Review the listing and copy each line that holds the word "positive".
____
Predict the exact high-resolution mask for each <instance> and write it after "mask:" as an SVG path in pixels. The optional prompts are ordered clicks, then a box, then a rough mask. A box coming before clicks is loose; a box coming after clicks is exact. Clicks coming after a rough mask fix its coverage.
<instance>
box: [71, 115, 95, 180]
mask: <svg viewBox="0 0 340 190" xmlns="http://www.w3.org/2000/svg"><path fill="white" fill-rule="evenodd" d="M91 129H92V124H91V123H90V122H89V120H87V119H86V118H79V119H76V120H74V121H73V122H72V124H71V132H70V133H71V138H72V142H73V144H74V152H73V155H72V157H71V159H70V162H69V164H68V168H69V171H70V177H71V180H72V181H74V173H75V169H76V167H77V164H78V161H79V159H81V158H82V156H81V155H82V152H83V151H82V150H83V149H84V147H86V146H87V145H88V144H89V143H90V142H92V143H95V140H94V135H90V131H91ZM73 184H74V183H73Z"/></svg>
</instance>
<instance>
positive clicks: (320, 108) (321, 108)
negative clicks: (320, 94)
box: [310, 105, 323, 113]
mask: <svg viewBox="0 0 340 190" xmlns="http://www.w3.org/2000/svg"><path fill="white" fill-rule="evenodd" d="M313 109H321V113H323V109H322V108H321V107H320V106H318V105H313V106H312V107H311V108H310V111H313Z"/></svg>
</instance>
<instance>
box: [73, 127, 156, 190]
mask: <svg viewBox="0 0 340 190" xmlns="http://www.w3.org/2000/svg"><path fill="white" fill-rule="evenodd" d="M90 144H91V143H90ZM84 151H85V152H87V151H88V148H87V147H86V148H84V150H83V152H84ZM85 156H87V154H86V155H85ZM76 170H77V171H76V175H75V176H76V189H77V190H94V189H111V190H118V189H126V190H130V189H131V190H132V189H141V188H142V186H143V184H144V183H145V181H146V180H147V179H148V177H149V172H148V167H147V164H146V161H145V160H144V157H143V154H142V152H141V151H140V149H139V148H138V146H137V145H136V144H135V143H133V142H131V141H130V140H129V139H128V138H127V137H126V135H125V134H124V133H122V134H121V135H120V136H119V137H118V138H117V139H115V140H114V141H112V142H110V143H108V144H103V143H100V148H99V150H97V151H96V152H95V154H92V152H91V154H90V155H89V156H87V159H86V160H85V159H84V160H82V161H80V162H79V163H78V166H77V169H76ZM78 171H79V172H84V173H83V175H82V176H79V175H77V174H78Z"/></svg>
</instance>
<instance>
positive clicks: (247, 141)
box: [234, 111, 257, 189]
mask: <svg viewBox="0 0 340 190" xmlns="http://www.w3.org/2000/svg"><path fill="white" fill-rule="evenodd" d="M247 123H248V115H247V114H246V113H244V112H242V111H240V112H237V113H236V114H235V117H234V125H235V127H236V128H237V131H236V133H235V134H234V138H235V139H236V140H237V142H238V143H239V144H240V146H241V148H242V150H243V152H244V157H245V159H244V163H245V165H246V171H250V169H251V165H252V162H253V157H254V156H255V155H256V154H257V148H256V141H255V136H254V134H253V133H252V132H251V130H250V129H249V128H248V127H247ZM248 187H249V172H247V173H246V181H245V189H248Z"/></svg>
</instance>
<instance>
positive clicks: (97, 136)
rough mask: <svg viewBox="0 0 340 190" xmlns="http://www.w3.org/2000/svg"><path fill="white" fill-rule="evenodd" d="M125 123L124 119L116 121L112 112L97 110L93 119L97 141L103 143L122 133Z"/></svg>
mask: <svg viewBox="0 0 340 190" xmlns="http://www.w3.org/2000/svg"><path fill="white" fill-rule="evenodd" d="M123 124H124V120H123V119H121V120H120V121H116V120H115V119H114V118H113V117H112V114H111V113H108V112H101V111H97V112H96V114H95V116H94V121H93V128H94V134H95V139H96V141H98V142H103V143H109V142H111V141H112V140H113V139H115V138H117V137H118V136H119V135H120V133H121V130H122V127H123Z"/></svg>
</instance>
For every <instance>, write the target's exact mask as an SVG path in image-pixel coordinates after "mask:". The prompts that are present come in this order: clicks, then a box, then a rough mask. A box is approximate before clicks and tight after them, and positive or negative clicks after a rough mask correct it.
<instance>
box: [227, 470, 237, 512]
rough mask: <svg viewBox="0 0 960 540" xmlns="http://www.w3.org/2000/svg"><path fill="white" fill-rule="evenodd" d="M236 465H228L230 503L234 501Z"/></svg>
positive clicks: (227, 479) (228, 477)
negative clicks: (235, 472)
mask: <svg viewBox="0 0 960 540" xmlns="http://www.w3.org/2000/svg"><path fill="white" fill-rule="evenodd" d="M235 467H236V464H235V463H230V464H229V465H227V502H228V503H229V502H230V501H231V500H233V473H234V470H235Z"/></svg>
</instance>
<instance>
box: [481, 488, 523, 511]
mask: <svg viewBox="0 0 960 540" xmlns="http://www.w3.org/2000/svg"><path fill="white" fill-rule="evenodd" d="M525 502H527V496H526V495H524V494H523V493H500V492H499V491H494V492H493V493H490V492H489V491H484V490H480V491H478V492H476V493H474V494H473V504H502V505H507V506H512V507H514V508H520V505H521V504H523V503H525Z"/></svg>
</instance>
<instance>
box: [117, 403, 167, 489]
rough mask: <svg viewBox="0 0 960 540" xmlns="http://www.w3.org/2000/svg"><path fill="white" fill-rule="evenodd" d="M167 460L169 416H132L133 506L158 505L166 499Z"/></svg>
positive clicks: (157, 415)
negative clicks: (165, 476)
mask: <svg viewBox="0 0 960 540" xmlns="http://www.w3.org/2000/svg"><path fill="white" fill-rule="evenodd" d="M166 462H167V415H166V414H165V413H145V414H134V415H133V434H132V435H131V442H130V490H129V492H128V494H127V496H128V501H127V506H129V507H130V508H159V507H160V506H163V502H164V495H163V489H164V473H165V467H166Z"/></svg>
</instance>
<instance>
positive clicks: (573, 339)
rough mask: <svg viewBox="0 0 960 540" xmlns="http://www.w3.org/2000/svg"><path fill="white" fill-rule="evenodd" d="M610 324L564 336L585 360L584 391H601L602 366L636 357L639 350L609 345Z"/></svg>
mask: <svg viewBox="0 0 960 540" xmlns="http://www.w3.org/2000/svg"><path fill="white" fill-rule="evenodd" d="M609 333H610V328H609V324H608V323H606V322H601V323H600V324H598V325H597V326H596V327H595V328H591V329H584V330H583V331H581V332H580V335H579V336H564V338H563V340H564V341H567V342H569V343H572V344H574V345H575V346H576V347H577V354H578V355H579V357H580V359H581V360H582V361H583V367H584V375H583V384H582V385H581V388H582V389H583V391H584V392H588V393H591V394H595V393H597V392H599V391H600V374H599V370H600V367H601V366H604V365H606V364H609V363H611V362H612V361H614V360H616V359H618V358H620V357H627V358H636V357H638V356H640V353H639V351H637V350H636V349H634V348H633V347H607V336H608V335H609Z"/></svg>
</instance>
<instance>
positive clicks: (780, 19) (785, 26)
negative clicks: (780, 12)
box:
____
◆ **EXERCISE RESULT**:
positive clicks: (320, 108) (321, 108)
positive clicks: (247, 141)
positive clicks: (97, 136)
For every <instance>, write the target's exact mask as an SVG path in image-pixel coordinates after "mask:". The prompts that are present come in this order: clicks, then a box, then a rough mask. A box is approximate before clicks and tight after them, and positive or negative clicks after a rough mask correct it.
positive clicks: (227, 479) (228, 477)
positive clicks: (157, 415)
positive clicks: (573, 339)
positive clicks: (780, 19) (785, 26)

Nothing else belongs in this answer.